> TASK PROMPT: Give the listing again exactly, omitting its images.

— start of GIVEN ENTRIES —

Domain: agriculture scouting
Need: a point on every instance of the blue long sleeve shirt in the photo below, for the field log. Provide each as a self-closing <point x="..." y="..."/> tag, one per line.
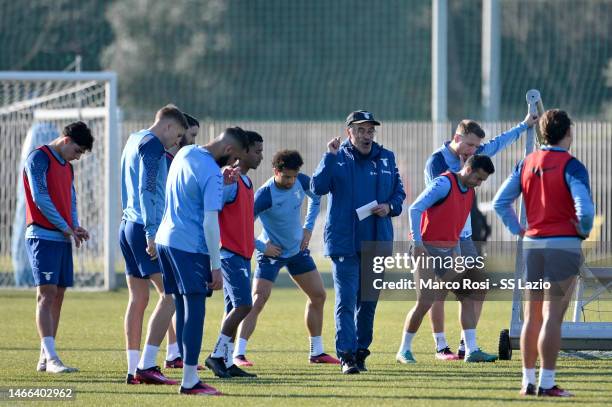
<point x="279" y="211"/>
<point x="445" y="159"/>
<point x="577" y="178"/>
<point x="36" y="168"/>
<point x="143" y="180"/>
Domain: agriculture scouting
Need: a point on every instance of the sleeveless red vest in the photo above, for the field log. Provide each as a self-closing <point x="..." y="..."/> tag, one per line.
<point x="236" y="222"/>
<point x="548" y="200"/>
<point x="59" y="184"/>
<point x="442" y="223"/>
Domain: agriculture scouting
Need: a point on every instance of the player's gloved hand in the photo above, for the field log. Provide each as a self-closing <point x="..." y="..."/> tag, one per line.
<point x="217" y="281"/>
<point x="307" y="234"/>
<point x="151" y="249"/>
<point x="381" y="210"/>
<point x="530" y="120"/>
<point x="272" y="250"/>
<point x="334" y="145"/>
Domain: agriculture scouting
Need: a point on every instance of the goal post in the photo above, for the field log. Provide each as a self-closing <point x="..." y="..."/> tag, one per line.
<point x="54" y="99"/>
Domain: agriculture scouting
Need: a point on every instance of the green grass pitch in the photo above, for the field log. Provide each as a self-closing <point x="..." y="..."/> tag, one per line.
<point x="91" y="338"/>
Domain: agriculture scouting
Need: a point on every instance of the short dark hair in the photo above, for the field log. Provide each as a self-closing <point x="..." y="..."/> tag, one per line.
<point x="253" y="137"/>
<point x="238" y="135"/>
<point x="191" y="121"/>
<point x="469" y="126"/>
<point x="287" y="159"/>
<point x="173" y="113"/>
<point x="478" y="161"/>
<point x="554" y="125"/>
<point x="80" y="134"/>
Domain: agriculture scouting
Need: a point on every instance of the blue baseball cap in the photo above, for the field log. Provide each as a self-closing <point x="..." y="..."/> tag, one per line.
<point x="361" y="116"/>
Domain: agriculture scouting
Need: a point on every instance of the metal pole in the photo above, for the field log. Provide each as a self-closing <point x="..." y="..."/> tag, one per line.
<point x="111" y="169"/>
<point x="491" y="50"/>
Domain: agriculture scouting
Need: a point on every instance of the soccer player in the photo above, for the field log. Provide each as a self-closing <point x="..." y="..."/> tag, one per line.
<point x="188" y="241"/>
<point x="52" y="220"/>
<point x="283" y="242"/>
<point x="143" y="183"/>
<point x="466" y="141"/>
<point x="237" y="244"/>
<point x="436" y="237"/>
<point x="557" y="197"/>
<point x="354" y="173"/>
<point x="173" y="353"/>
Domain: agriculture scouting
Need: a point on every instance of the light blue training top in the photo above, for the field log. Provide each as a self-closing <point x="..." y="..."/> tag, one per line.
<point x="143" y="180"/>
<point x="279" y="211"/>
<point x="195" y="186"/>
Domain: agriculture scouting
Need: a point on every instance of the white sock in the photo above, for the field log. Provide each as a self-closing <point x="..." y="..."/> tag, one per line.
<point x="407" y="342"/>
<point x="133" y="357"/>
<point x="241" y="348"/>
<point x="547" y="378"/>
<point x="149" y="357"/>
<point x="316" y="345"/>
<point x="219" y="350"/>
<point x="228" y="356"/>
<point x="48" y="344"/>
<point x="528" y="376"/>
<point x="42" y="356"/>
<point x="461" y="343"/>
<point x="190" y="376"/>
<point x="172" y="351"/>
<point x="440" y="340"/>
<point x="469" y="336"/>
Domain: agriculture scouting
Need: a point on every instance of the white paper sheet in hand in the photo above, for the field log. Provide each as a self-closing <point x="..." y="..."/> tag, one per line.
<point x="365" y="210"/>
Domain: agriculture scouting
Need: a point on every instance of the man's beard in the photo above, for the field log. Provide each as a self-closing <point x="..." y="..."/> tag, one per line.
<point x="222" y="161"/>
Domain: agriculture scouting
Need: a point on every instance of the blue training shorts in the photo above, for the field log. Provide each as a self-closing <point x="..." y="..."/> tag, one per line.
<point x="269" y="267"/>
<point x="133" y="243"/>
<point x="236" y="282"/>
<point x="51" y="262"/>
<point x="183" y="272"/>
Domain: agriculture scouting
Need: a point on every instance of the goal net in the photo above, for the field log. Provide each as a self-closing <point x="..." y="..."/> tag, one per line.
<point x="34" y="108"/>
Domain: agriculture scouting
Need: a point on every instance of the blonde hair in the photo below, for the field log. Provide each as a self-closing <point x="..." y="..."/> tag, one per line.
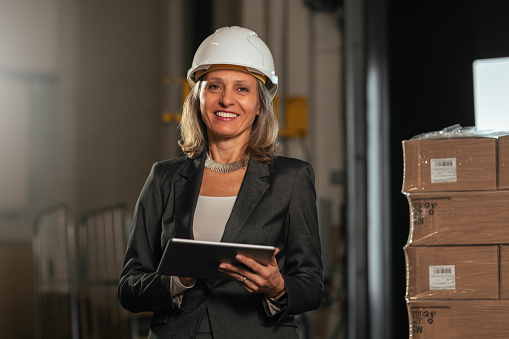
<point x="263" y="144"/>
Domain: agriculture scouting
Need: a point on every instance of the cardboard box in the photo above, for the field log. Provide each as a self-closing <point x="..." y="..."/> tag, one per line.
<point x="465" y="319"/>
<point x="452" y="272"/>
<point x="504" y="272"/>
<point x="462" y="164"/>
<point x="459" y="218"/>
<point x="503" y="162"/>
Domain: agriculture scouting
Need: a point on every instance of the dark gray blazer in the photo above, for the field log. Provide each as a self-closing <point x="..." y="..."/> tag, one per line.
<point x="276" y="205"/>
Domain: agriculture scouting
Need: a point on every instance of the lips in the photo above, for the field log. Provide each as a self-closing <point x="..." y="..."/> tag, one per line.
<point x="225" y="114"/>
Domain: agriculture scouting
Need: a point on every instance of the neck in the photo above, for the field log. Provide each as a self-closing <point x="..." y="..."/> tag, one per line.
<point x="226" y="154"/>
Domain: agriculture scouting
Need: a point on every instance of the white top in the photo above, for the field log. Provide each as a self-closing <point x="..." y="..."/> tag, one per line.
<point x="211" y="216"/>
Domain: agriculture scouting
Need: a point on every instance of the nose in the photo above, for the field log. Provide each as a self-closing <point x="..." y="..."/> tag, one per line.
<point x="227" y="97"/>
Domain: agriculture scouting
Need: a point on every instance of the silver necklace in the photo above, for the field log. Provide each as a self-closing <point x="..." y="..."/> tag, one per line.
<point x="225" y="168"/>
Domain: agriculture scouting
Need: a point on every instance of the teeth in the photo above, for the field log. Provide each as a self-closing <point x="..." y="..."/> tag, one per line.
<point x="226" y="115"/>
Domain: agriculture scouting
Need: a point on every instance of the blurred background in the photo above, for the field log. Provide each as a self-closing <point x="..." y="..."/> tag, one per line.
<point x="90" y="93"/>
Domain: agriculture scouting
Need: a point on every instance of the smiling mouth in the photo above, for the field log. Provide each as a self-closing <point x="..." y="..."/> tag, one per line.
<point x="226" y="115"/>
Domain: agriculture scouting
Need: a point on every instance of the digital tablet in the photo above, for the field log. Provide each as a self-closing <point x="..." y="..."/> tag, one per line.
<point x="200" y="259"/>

— end of GIVEN ENTRIES —

> WRITTEN ANSWER:
Domain: agriculture scouting
Need: a point on every instance of the blue long sleeve shirt in the photo below, for the field log. Provide each as a self-closing <point x="..." y="..."/> tag, one per line.
<point x="279" y="211"/>
<point x="445" y="159"/>
<point x="577" y="178"/>
<point x="36" y="168"/>
<point x="143" y="180"/>
Domain: agriculture scouting
Need: a point on every instance of the sleeveless red vest in the photo above, for the field log. Provide each as a self-closing <point x="..." y="..."/> tag, one per line.
<point x="236" y="222"/>
<point x="548" y="200"/>
<point x="59" y="184"/>
<point x="442" y="223"/>
Domain: agriculture scouting
Need: a point on every instance of the player's gloved hand in the photo above, for the field log. Provide each as a self-closing <point x="..." y="..."/> tag, one per line.
<point x="217" y="281"/>
<point x="307" y="234"/>
<point x="151" y="249"/>
<point x="381" y="210"/>
<point x="530" y="120"/>
<point x="272" y="250"/>
<point x="334" y="145"/>
Domain: agriculture scouting
Need: a point on every instance of the goal post in the photo above, for the field log. Provide each as a self-closing <point x="..." y="..."/> tag, one per line.
<point x="54" y="99"/>
Domain: agriculture scouting
Need: a point on every instance of the green grass pitch in the photo above, for the field log. Provide each as a self-closing <point x="..." y="..."/> tag, one per line.
<point x="91" y="338"/>
Domain: agriculture scouting
Need: a point on every instance of the short dark hair in the photo above, for the field log. Provide each as a self-closing <point x="..." y="..."/> tag, one per line.
<point x="253" y="137"/>
<point x="238" y="135"/>
<point x="191" y="121"/>
<point x="469" y="126"/>
<point x="287" y="159"/>
<point x="173" y="113"/>
<point x="478" y="161"/>
<point x="554" y="125"/>
<point x="80" y="134"/>
Domain: agriculture scouting
Need: a point on every instance of the blue baseball cap in the photo above, for the field log. Provide each as a self-closing <point x="..." y="..."/> tag, one per line.
<point x="361" y="116"/>
Domain: agriculture scouting
Need: a point on every instance of the metal pole in the photo above, for the field log. Provide each as a self-closing <point x="..." y="..."/> tag, one per line.
<point x="111" y="169"/>
<point x="491" y="50"/>
Domain: agriculture scouting
Need: a point on every instance of the soccer player in the photo above, for the field log. Provide each as a self-closing <point x="..." y="..."/> tag, one per line.
<point x="188" y="241"/>
<point x="52" y="220"/>
<point x="283" y="242"/>
<point x="143" y="183"/>
<point x="466" y="141"/>
<point x="237" y="244"/>
<point x="436" y="237"/>
<point x="557" y="197"/>
<point x="354" y="173"/>
<point x="173" y="353"/>
Domain: agriculture scouting
Need: a point on every instance of the light blue training top in the photo above, for the field log. Provide each as a self-closing <point x="..." y="..."/> tag, one per line.
<point x="143" y="180"/>
<point x="279" y="211"/>
<point x="195" y="186"/>
Domain: agriculture scouting
Need: a point on every instance of the white sock in the photo above, for the field log. Provide each as a self-closing <point x="..." y="..."/> tag, one per line.
<point x="407" y="342"/>
<point x="133" y="357"/>
<point x="241" y="348"/>
<point x="547" y="378"/>
<point x="149" y="357"/>
<point x="316" y="345"/>
<point x="219" y="350"/>
<point x="228" y="356"/>
<point x="48" y="344"/>
<point x="528" y="376"/>
<point x="42" y="356"/>
<point x="461" y="343"/>
<point x="190" y="376"/>
<point x="172" y="351"/>
<point x="440" y="340"/>
<point x="469" y="336"/>
Domain: agriculture scouting
Need: a point on every instance of the white paper sheet in hand in the photo above, for the field log. Provide each as a self-closing <point x="..." y="..."/> tag, one per line.
<point x="365" y="210"/>
Domain: agriculture scouting
Need: a point on every instance of the man's beard in the photo above, for the field log. Provide each as a self-closing <point x="..." y="..."/> tag, one per line.
<point x="222" y="161"/>
Domain: agriculture scouting
Need: a point on every instance of the blue training shorts in the photo above, for the field log. Provide each as a self-closing <point x="..." y="..."/> tag, one per line.
<point x="269" y="267"/>
<point x="133" y="243"/>
<point x="236" y="282"/>
<point x="51" y="262"/>
<point x="183" y="272"/>
Domain: agriculture scouting
Need: a point on every instance of the goal net in the photo above, for the field log. Provide each as a self-closing <point x="..." y="..."/> tag, one per line.
<point x="34" y="108"/>
Domain: agriculture scouting
Need: a point on every instance of the blonde hair in the photo below, for the field log. Provide each as a self-closing <point x="..." y="..."/> tag, one per line.
<point x="263" y="144"/>
Domain: agriculture scouting
Need: a point on every instance of the cardboard box in the photo above, for the field log. Provide each as a self-closing <point x="..." y="..."/> tag, one per line.
<point x="465" y="319"/>
<point x="452" y="272"/>
<point x="504" y="272"/>
<point x="462" y="164"/>
<point x="459" y="218"/>
<point x="503" y="162"/>
Domain: agriculture scouting
Need: a point on every instance of the dark gray blazer in the photo above, for the field log. Provide each as a self-closing <point x="..." y="..."/> tag, one per line.
<point x="276" y="205"/>
Domain: agriculture scouting
Need: a point on every instance of the lips in the photo above, for the field log. Provide each as a self-closing <point x="..." y="..."/> tag, one per line.
<point x="225" y="114"/>
Domain: agriculture scouting
Need: a point on every instance of the neck in the photo above, for the field log. Provide each as a self-closing <point x="..." y="..."/> tag, one per line.
<point x="226" y="154"/>
Domain: agriculture scouting
Need: a point on every instance of the white top in the photo above, for the field log. Provide each as a self-closing <point x="..." y="..."/> tag, one per line.
<point x="211" y="216"/>
Domain: agriculture scouting
Need: a point on every instance of the nose in the photo above, for the field log. Provide each as a self-closing <point x="..." y="..."/> tag, one per line.
<point x="227" y="97"/>
Domain: agriculture scouting
Need: a point on every instance of the silver necklace in the photo above, for the field log. Provide each as a self-closing <point x="..." y="..."/> tag, one per line.
<point x="225" y="168"/>
Domain: agriculture scouting
Need: a point on every instance of the teeth in the photo above, for the field log. Provide each as a self-closing <point x="..." y="..."/> tag, one per line.
<point x="226" y="115"/>
Domain: agriculture scouting
Need: a point on every instance of the blurred background in the photo above, for the field log. Provide each as a self-closing <point x="..." y="..."/> tag, one per line.
<point x="90" y="93"/>
Domain: agriculture scouting
Need: a point on every instance of the smiling mouth in the photo above, for the field log. Provide each as a self-closing <point x="..." y="..."/> tag, one per line.
<point x="226" y="115"/>
Domain: agriculture scouting
Need: a point on every instance of the digital tablet in the photo above, for the field log. Provide each as a self-closing <point x="..." y="..."/> tag, one per line.
<point x="200" y="259"/>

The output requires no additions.